• _What is expected_
Reproduce all of the data below line for line without altering anything, and leave the pictures out of your answer.

(Position annotation data)
-- begin --

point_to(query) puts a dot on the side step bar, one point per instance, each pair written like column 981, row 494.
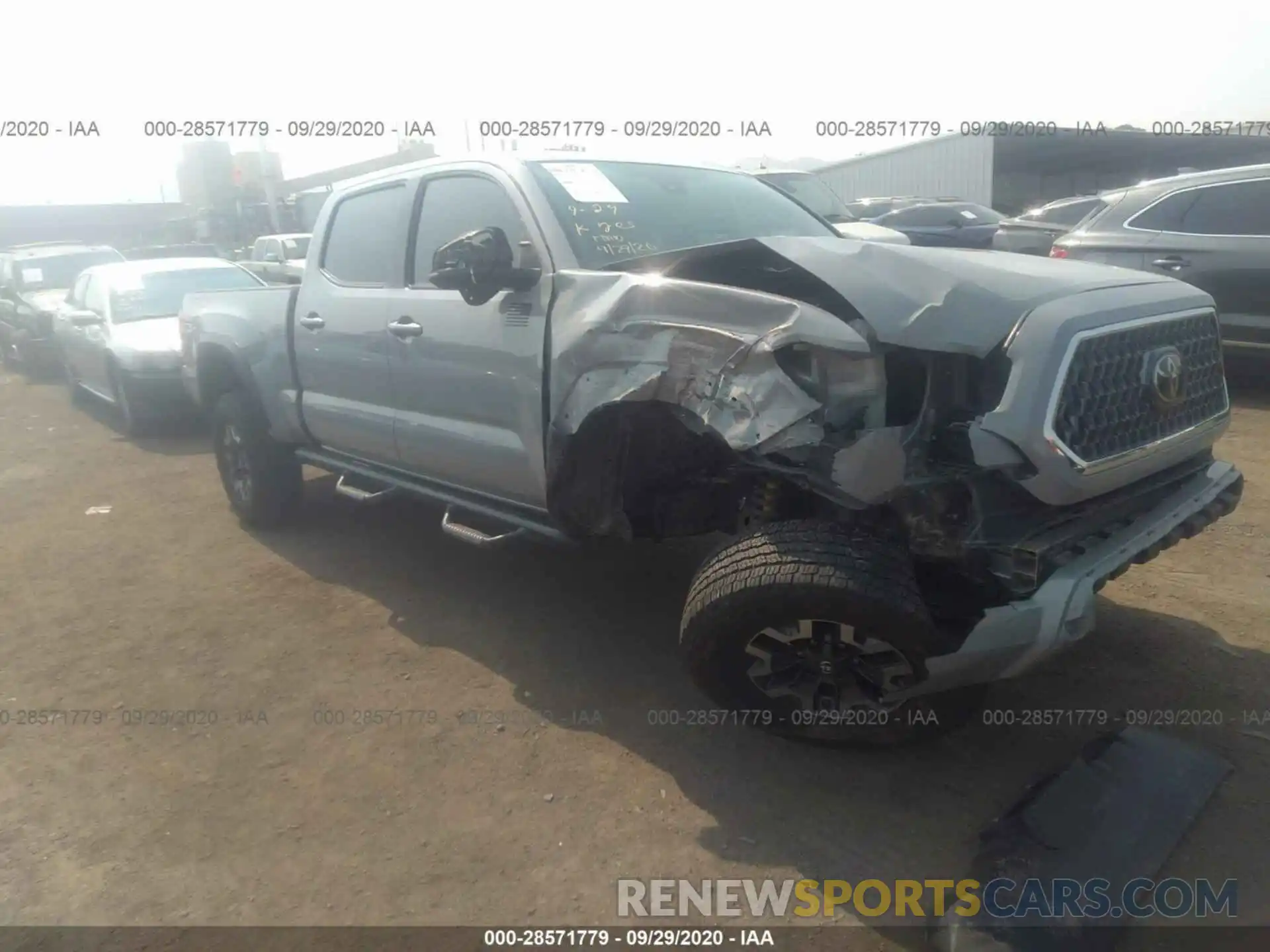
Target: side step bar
column 362, row 495
column 476, row 537
column 530, row 522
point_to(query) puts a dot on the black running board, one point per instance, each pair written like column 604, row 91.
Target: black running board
column 534, row 521
column 1115, row 813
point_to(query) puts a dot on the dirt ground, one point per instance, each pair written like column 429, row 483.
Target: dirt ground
column 271, row 815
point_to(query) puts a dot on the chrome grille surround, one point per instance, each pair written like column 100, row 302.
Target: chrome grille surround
column 1101, row 413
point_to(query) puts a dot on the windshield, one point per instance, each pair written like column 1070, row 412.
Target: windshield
column 974, row 214
column 618, row 211
column 295, row 248
column 1066, row 214
column 872, row 210
column 160, row 294
column 58, row 272
column 812, row 192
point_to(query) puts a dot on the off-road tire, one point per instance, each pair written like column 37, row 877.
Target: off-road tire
column 814, row 571
column 276, row 481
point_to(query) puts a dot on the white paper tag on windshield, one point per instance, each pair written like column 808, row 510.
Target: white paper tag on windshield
column 585, row 182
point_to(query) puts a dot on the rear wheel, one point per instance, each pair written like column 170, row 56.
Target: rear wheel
column 261, row 476
column 812, row 629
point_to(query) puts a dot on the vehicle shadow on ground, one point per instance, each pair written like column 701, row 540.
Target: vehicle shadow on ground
column 186, row 434
column 595, row 630
column 1249, row 381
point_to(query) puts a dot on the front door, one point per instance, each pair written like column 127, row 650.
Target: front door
column 469, row 379
column 342, row 338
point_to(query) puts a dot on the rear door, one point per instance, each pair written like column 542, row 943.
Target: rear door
column 341, row 324
column 1220, row 241
column 469, row 379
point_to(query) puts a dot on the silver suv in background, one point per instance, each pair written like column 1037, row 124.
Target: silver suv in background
column 1034, row 233
column 34, row 281
column 1209, row 229
column 278, row 259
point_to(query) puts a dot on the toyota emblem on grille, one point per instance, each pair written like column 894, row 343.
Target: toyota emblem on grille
column 1164, row 375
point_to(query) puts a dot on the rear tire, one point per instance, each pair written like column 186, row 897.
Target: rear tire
column 808, row 626
column 261, row 476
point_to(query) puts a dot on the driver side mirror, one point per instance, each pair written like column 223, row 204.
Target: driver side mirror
column 479, row 264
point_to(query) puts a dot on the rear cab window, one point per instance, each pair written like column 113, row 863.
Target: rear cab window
column 365, row 243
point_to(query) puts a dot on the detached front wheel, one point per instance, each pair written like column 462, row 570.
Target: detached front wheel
column 261, row 476
column 812, row 627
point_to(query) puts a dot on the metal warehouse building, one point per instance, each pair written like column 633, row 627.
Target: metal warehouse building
column 1015, row 173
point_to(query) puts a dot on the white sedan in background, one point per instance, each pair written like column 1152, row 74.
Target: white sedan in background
column 120, row 338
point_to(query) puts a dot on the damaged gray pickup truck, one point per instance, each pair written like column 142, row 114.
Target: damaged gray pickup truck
column 926, row 461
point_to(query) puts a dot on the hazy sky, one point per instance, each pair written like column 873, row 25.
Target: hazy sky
column 789, row 65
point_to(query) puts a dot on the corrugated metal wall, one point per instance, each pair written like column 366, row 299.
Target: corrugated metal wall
column 951, row 165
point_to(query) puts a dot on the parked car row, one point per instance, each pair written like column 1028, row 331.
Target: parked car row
column 118, row 338
column 1209, row 229
column 911, row 447
column 278, row 259
column 34, row 281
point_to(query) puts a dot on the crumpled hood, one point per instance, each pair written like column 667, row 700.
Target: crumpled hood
column 48, row 300
column 951, row 300
column 150, row 335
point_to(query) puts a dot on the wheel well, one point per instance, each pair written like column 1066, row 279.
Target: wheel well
column 644, row 470
column 218, row 375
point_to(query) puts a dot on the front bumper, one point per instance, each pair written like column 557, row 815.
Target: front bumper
column 1011, row 639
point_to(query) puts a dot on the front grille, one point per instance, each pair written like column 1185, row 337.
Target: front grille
column 1108, row 405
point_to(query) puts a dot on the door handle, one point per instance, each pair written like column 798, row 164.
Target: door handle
column 405, row 328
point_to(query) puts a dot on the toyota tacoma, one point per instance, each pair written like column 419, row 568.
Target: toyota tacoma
column 923, row 462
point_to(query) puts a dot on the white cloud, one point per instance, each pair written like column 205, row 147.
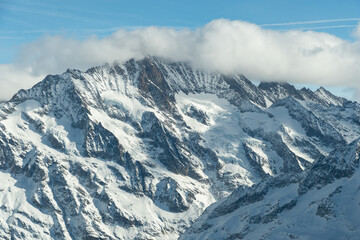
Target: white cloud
column 14, row 78
column 221, row 45
column 356, row 32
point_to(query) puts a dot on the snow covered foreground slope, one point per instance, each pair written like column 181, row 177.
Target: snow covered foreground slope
column 140, row 149
column 320, row 203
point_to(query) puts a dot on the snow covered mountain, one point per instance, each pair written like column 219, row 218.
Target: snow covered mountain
column 139, row 150
column 321, row 203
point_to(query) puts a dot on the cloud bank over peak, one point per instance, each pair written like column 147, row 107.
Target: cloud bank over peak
column 222, row 45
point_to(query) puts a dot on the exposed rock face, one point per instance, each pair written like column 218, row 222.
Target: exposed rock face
column 321, row 202
column 140, row 149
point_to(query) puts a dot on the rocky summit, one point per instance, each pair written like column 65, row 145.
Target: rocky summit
column 139, row 150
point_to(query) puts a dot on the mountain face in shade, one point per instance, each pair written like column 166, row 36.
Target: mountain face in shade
column 320, row 203
column 139, row 150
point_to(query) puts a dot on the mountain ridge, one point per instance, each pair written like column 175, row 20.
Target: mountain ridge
column 140, row 149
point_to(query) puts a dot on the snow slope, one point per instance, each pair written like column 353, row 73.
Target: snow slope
column 139, row 150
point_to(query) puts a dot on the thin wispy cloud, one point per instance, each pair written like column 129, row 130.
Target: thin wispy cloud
column 229, row 47
column 326, row 27
column 311, row 22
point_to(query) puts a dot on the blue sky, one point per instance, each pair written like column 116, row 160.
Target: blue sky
column 281, row 40
column 22, row 21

-- end --

• _Written response_
point_to(query) puts a dot on the side step bar, one point per instance, each pair written like column 981, row 494.
Target: side step bar
column 362, row 495
column 476, row 537
column 530, row 522
point_to(query) puts a dot on the black running board, one point per instance, each pair written like column 604, row 91.
Target: black running board
column 534, row 521
column 1115, row 813
point_to(query) puts a dot on the dirt ground, one point per instance, each pair written like column 429, row 483.
Target: dirt ground
column 271, row 815
point_to(query) puts a dot on the chrome grille surround, one point per instance, each pair written like column 100, row 302.
Target: chrome grille surround
column 1101, row 413
point_to(query) puts a dot on the windshield, one point per instance, each pair written like column 1070, row 412.
Target: windshield
column 974, row 214
column 618, row 211
column 295, row 248
column 1066, row 214
column 872, row 210
column 160, row 294
column 58, row 272
column 812, row 192
point_to(query) puts a dot on the off-road tire, one point per instance, each pair written like column 37, row 877.
Target: off-road tire
column 814, row 571
column 276, row 481
point_to(query) puts a dot on the white paper tag on windshield, one point per instance, each pair written like column 808, row 510.
Target: white paper tag on windshield
column 585, row 182
point_to(query) puts a dot on the rear wheel, one point per instance, each pair written like column 170, row 56.
Target: rear wheel
column 261, row 476
column 812, row 629
point_to(query) puts a dot on the vehicle shadow on ground, one point per instance, each pair written like column 701, row 540.
Target: vehicle shadow on ground
column 186, row 434
column 595, row 630
column 1249, row 381
point_to(query) puts a dot on the front door, one point per instance, each pair written like column 127, row 650.
Target: front door
column 469, row 379
column 342, row 338
point_to(query) puts a dot on the rear door, one point per instance, each pair written like column 542, row 943.
Target: rear door
column 341, row 324
column 1220, row 241
column 469, row 379
point_to(query) puts a dot on the silver suv in background, one point per instance, each pair written like column 1037, row 124.
Target: silver suv in background
column 1034, row 233
column 34, row 281
column 1209, row 229
column 278, row 259
point_to(query) puts a dot on the toyota emblem on grille, one point per instance, each pair written like column 894, row 343.
Target: toyota emblem on grille
column 1164, row 375
point_to(query) puts a dot on the rear tire, one point per instance, each pair written like column 186, row 897.
Target: rear tire
column 808, row 626
column 261, row 476
point_to(query) puts a dot on the driver side mirror, one point per instance, each pair written like column 223, row 204.
Target: driver side mirror
column 479, row 264
point_to(query) puts a dot on the rear cab window, one point per instance, each pair written like column 113, row 863.
Target: rear cab window
column 365, row 243
point_to(query) puts a dot on the detached front wheel, one point per instance, each pair written like column 462, row 570.
Target: detached front wheel
column 261, row 476
column 812, row 627
point_to(query) puts a dot on the metal warehouse building, one point per instance, each pair written like column 633, row 627.
Target: metal warehouse building
column 1015, row 173
point_to(query) puts a dot on the white sedan in background, one point per instance, each pair written like column 1152, row 74.
Target: white sedan in background
column 120, row 338
point_to(query) puts a dot on the damaged gray pickup truck, one point per instance, each pair written like column 142, row 114.
Target: damaged gray pickup truck
column 926, row 461
point_to(query) puts a dot on the hazy sky, one point per instance, each pair written like column 873, row 25.
Target: hazy sky
column 789, row 65
point_to(query) puts a dot on the corrugated metal wall, one point per instance, each pair written like column 366, row 299.
Target: corrugated metal wall
column 951, row 165
point_to(query) puts a dot on the parked car row, one point per instance, each pair written like column 1028, row 331.
Target: parked car row
column 118, row 338
column 1209, row 229
column 911, row 447
column 278, row 259
column 34, row 281
point_to(query) puts a dot on the crumpled hood, one point per instance, each pair written like column 667, row 700.
Target: crumpled hood
column 48, row 300
column 951, row 300
column 150, row 335
point_to(query) puts a dot on the wheel well, one point per instance, each pair written like column 1066, row 279.
Target: wheel well
column 644, row 470
column 218, row 375
point_to(query) puts a dot on the front bumper, one point per instance, each pair written like column 557, row 815.
Target: front bumper
column 1011, row 639
point_to(query) puts a dot on the front grille, one point per instance, each pair written like column 1185, row 337.
Target: front grille
column 1108, row 405
point_to(query) puts a dot on the door handle, one point per instance, each pair written like column 798, row 164.
Target: door handle
column 405, row 328
point_to(query) puts a dot on the toyota tacoma, one point per instance, each pair written like column 419, row 568.
Target: toyota tacoma
column 923, row 462
point_to(query) puts a dot on the white cloud, one point per instance, each pair written like column 205, row 147.
Target: white cloud
column 14, row 78
column 221, row 45
column 356, row 32
point_to(query) puts a dot on the snow covered foreground slope, one point per instance, each pair written like column 181, row 177.
Target: snow covered foreground slope
column 140, row 149
column 320, row 203
point_to(query) puts a dot on the snow covered mountain, one point per instance, each pair written like column 219, row 218.
Target: snow covered mountain
column 139, row 150
column 321, row 203
point_to(query) puts a dot on the cloud bank over peak, one point per instance, each pair written like column 147, row 107.
Target: cloud bank over peak
column 222, row 45
point_to(query) puts a dot on the exposed rock face, one point per instance, each pair written like column 218, row 222.
Target: exposed rock face
column 321, row 202
column 140, row 149
point_to(query) puts a dot on the rocky summit, one point per instance, each pair written like column 65, row 145.
Target: rocky summit
column 139, row 150
point_to(query) puts a dot on the mountain face in shade, one point per instance, each pair written like column 166, row 36.
Target: mountain face in shade
column 320, row 203
column 139, row 150
point_to(query) puts a dot on the mountain ridge, one point per instance, each pair written like column 175, row 20.
Target: mountain ridge
column 140, row 149
point_to(query) puts a dot on the snow slope, one point per instance, each pair written like column 353, row 73.
Target: snow slope
column 139, row 150
point_to(query) puts a dot on the thin wispy cloud, one point per instance, each pair written like column 129, row 130.
Target: thin wispy cloud
column 229, row 47
column 326, row 27
column 311, row 22
point_to(query) puts a dot on the blue sky, one point per instance, each pair written like column 116, row 160.
Target: blue sky
column 281, row 40
column 22, row 21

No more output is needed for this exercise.